Go line by line through the records below. Copy whichever lines contain the string "tall".
◆ ◆ ◆ ◆
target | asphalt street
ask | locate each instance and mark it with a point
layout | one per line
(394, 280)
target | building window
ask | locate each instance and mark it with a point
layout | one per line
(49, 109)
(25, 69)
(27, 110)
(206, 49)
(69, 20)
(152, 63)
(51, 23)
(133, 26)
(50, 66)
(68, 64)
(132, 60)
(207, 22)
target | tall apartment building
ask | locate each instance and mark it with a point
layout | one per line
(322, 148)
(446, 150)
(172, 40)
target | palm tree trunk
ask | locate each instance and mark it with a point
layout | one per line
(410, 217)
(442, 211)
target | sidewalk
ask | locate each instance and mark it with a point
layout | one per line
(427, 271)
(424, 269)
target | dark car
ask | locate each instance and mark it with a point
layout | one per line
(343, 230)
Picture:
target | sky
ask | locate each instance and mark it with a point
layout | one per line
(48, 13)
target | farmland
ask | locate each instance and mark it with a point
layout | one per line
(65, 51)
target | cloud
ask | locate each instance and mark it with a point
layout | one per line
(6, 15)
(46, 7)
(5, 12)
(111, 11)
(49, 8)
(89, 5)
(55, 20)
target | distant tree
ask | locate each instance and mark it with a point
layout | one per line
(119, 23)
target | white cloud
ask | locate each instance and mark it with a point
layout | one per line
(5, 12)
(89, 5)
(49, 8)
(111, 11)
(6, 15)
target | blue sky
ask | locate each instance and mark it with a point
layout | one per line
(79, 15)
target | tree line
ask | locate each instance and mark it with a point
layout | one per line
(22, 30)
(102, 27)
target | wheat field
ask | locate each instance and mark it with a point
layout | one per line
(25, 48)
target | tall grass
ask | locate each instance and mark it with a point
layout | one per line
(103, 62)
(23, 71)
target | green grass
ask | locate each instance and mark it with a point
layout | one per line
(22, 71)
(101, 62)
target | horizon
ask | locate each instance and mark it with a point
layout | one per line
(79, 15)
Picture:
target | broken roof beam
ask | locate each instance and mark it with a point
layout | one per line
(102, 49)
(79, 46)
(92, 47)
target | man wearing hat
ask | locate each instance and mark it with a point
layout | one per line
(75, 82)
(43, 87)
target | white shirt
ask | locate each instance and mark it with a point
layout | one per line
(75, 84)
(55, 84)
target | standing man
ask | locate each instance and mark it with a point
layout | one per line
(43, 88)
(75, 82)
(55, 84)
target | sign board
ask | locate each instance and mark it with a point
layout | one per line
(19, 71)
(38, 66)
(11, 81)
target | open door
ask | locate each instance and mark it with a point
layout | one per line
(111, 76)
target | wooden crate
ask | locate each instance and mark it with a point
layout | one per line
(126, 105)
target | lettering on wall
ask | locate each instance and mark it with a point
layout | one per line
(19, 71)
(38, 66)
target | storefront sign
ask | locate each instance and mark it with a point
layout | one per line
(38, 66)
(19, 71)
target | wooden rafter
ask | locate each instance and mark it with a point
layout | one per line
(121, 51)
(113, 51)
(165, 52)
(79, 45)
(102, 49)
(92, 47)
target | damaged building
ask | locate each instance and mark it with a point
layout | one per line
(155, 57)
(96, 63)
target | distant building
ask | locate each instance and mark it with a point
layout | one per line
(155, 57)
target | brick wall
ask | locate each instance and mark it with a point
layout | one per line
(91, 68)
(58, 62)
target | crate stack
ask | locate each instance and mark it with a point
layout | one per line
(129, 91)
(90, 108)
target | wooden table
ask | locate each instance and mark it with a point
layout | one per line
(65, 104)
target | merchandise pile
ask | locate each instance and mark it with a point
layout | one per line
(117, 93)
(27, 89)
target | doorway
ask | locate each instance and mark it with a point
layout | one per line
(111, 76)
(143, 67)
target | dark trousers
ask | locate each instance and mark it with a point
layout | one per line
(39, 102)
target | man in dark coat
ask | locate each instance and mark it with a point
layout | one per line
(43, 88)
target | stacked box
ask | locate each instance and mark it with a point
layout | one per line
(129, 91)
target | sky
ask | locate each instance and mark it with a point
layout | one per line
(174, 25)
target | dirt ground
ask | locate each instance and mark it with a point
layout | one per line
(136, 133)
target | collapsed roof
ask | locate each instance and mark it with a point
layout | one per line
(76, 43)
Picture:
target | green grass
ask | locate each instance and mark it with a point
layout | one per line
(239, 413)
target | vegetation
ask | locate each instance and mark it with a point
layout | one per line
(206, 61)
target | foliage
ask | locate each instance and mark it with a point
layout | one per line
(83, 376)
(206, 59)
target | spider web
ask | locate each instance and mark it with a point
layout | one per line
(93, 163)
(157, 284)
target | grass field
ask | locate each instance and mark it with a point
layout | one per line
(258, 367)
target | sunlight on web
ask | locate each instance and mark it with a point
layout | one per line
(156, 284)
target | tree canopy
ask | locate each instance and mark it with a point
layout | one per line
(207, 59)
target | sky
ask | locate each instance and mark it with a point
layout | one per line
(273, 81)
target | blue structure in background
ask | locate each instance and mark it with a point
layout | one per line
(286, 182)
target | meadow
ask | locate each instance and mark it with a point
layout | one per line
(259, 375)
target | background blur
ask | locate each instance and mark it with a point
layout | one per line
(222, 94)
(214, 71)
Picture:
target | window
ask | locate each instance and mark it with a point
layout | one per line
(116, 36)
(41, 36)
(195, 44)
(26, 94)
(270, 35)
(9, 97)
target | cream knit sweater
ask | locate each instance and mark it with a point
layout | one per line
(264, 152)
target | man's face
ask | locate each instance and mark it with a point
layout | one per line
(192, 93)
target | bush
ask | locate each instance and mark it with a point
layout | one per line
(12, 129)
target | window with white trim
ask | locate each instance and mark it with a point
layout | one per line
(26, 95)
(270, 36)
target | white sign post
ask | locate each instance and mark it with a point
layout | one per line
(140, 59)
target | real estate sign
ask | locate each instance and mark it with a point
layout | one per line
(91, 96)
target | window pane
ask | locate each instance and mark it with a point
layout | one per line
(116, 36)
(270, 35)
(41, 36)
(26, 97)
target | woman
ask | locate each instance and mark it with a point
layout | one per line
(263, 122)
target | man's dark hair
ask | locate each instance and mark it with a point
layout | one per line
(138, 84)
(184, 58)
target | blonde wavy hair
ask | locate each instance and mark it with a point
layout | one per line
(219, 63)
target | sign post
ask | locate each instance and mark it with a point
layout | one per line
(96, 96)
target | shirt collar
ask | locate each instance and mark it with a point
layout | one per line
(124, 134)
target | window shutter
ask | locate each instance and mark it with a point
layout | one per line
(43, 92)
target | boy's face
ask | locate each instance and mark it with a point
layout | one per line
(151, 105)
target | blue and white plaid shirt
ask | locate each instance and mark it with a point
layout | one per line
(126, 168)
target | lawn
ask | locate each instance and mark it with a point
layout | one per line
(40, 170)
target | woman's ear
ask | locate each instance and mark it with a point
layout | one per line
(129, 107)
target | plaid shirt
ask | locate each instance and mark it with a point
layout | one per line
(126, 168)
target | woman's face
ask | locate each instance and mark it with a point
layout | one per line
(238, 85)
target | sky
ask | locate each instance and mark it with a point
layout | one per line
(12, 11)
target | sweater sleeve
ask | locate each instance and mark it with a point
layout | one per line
◆ ◆ ◆ ◆
_Response area_
target | tall apartment building
target | tall grass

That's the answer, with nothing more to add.